• EXCERPTED TEXT

Segment Open

Food and multiple micronutrient supplements from early pregnancy reduce infant mortality, a study of International Centre for Diarrhoeal Disease Research, Bangladesh(ICDDR,B) revealed in the city on Thursday.
The study titled MINIMat (Maternal and Infant Nutrition Interventions in Matlab Bangladesh), said infant death has reduced by more than 60 percent of those mothers who received food and multiple micronutrient supplements from early pregnancy compared to those who took late food supplements and iron-folic acid capsules, a press release said.
Additionally, the nutrition interventions during pregnancy found to be influencing the height growth of children, cognitive function, social conditions as well as chronic disease risk indicators at around five years, it added.
In the fifteen-year randomised factorial cohort study revealed at the ICDDR,B, scientists and their partners have found possible ways to break a vicious circle of malnutrition across generations.
Maternal and child under-nutrition is estimated to be the underlying cause of 3.5 million annual deaths globally and almost half of the total disease burden in under-five children. Nutritional imbalance in foetal or early life is associated with short- and long-term health consequences and chronic disease risk in adulthood.

Segment Closed

(Data drawn from a collection)
Segment Open

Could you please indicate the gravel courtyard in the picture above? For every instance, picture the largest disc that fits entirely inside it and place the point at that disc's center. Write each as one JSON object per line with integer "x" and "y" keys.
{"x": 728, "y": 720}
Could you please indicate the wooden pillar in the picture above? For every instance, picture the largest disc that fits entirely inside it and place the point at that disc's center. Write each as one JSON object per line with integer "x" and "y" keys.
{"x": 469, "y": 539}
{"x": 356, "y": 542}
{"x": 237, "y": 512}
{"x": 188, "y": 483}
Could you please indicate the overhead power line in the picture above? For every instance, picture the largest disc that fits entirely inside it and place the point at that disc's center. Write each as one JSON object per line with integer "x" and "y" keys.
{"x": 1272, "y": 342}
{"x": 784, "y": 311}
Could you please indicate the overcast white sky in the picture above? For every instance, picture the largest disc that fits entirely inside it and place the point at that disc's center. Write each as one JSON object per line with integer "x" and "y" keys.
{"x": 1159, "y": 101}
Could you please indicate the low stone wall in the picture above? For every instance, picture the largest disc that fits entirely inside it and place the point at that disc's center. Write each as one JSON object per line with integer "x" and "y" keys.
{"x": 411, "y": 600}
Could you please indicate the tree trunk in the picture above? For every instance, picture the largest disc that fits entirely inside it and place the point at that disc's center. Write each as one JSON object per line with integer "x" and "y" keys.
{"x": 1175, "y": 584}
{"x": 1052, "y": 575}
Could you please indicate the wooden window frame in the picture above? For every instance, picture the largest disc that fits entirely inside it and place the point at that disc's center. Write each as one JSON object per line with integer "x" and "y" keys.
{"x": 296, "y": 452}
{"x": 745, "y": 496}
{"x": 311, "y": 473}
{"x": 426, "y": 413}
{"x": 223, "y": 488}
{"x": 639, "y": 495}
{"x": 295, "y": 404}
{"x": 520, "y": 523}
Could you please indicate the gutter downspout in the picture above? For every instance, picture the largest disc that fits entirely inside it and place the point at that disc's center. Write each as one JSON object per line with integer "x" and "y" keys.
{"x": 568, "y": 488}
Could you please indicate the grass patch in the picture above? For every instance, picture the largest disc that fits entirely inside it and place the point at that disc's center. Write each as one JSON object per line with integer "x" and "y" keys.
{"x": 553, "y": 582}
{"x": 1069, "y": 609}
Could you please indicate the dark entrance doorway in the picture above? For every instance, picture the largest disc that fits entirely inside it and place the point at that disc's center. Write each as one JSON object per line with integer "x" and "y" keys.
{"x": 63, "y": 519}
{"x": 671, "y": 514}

Segment Closed

• EXERCISE A
In the article on the ICDDR,B nutrition study, by how much did infant death drop among mothers who received food and multiple micronutrient supplements from early pregnancy?
• EXERCISE B
Extend the article on the ICDDR,B nutrition study, picking up right after its final sentence.
The data comes from a separate source, not from the article on the ICDDR,B nutrition study.

• REPLY A
By more than 60 percent.

• REPLY B
The MINIMat study commenced in 2001 and recruited 4,436 women who were given food supplements and micronutrients from early pregnancy.
This group of women and their children have been followed overtime and also initiatives have been taken to follow the children up to 15 years of age.
The study has also included analyses of health consequences of early life exposure to environmental toxicants, such as arsenic and cadmium via drinking water and food. It has also addressed child growth, cognitive function, and social conditions and health.
Dr Shams El Arifeen, senior director, Maternal and Child Health Division, ICDDR,B, Sheema Sen Gupta, deputy representative of UNICEF Bangladesh, Marcela Lizana, first secretary (health), Embassy of Sweden attended the event while Syed Monjurul Islam, deputy executive director, ICDDR,B chaired the concluding session.